*** Information provided Section Begins ***

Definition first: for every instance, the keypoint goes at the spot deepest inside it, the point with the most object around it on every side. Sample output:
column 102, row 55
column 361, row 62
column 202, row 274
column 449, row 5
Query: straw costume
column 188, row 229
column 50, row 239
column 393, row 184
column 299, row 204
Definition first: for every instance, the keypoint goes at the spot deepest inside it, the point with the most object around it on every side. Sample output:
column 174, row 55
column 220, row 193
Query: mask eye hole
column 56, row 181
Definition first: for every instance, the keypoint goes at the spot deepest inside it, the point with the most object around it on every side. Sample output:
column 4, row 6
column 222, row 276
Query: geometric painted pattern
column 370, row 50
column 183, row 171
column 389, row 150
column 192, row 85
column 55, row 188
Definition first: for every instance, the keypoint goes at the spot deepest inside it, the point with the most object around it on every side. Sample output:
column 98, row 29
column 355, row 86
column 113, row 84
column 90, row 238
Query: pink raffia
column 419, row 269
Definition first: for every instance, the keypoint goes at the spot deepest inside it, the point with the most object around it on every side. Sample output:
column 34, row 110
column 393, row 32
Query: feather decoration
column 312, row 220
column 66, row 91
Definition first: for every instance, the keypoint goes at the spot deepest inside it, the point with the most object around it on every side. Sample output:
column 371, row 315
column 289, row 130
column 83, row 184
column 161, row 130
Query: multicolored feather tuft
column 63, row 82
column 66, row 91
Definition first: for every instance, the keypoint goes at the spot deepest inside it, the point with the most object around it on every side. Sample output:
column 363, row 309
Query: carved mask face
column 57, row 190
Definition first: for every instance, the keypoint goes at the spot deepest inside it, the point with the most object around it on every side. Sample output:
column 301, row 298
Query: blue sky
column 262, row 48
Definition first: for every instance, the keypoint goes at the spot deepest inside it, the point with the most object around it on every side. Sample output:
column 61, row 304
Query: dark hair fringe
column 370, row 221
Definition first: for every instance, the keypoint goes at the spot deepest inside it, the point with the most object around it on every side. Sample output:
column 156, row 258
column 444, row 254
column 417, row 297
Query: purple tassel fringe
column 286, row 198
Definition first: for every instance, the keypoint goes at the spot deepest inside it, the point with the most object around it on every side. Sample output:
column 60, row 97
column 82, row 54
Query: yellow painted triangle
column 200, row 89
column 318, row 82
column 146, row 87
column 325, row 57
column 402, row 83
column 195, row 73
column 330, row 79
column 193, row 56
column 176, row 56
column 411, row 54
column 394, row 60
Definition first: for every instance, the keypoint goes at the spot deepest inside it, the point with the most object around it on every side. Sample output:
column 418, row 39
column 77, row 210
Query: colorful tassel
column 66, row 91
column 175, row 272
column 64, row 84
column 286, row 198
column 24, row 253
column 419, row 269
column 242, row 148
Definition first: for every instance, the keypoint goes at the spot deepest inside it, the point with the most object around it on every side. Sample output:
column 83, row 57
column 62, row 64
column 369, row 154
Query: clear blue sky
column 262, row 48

*** Information provided Section Ends ***

Problem to solve: Begin with the line holding "column 83, row 57" and end with the last line of the material. Write out those lines exactly, and only those.

Task output:
column 83, row 57
column 62, row 64
column 369, row 154
Query: clear blue sky
column 262, row 48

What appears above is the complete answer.